*** Data excerpts Section Begins ***

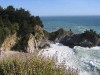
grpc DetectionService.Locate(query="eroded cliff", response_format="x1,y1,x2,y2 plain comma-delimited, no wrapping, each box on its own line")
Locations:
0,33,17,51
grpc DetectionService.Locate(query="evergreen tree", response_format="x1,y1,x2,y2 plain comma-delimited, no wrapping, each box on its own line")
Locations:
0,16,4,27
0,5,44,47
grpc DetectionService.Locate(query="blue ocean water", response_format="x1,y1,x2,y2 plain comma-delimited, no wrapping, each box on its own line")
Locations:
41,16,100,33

*** Data excerpts Section Ends ***
*** Data excerpts Section Begins ***

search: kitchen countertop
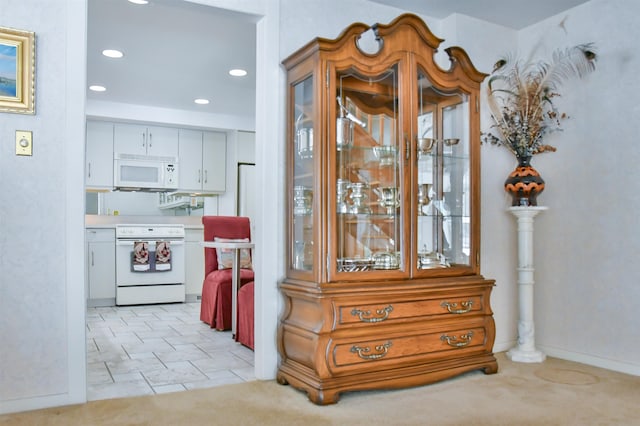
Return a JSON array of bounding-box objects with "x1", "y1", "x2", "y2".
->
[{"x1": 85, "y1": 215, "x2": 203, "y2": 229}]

*** Data excerpts Section Ends ***
*** Data excerpts Section Begins ***

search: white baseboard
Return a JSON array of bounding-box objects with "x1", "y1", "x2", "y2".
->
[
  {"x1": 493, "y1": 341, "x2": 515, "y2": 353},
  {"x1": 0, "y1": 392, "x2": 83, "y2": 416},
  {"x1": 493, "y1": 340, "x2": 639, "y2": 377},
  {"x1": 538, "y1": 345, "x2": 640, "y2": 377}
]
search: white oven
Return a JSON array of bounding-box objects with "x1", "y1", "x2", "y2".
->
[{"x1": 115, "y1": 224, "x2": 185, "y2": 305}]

*** Data excerpts Section Ends ***

→ **What is being asked**
Each line in the listing above that includes the word "DetectionService" needs to be copied out.

→ **Your solution**
grpc DetectionService.Locate(query="eroded cliff", response_format="x1,y1,x2,y2 plain comma-delimited, no wrapping, each box on its own line")
grpc DetectionService.Locate(query="evergreen tree", response_format="x1,y1,x2,y2 plain comma-delimited, no wrapping, each box on its own line")
grpc DetectionService.Locate(query="blue ocean water", response_format="x1,y1,x2,y2 plain comma-delimited, no wrapping, each box on its own line")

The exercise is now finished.